"""

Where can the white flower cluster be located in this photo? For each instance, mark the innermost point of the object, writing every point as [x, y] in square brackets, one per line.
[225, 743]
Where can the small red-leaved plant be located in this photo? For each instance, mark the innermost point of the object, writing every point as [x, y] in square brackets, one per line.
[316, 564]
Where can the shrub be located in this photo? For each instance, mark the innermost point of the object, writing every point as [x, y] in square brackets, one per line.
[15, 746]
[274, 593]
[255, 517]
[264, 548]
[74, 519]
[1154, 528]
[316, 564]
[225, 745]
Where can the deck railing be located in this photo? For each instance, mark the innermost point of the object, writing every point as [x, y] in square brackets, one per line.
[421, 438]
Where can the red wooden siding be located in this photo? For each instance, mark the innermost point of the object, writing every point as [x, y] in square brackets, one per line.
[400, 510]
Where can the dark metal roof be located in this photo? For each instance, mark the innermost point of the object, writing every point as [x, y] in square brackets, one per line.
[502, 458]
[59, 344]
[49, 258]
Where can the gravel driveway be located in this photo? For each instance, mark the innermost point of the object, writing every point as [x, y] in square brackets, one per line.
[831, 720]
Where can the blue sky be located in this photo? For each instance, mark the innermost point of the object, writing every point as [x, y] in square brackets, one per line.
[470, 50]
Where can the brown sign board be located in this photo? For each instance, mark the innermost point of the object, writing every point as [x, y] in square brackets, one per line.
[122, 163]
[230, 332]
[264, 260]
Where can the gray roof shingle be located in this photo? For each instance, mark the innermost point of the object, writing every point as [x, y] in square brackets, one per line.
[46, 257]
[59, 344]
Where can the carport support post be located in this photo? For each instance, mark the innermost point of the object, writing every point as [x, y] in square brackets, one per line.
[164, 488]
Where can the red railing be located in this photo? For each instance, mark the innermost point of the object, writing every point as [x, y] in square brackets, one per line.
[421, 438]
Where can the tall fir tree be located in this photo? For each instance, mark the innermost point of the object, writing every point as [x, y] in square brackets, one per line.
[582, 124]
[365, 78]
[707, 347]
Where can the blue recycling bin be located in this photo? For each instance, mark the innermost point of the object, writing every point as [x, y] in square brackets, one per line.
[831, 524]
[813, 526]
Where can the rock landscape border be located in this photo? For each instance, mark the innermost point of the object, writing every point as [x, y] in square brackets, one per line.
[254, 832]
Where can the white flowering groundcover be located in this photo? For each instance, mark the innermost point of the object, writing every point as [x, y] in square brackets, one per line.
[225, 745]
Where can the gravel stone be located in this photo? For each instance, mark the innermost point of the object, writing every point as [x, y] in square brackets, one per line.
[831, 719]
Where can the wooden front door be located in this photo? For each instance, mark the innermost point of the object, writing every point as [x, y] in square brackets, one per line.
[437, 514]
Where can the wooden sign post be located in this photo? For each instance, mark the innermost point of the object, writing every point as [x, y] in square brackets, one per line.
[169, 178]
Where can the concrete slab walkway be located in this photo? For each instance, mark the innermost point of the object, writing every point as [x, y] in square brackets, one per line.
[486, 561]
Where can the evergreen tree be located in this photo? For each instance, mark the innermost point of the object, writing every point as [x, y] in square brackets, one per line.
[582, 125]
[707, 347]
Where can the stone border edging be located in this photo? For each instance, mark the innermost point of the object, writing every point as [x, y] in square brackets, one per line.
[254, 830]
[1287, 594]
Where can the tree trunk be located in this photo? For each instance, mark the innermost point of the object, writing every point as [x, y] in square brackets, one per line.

"""

REQUIREMENT: Copy out the lines above without any changes, beginning with the line containing "Where can the wooden sign" and continuing through the last line of the items.

ANSWER TO THE PROBLEM:
Where can the wooden sign post be located in this photo? For each instance, mark the innermost point of the object, writing every point as [x, y] in square brackets, one per line.
[169, 178]
Where can the concrete slab walkway be located in this photo? For each instance, mark the innermost point of the object, writing every point as [x, y] in square brackets, one per line.
[486, 561]
Where can the evergreen tree be located in this photo? For each instance, mark the innermost point of the object, writing every point as [x, y] in square brackets, one per line.
[582, 125]
[707, 347]
Where can the stone border edging be located in this photo? For each instance, mark the innermost point of the object, writing every point as [x, y] in square brackets, one per line.
[254, 830]
[1287, 594]
Where can the tree trunk be located in this photo? For each instance, mark the innermost point of the object, writing every point as [x, y] in square brackets, one per line.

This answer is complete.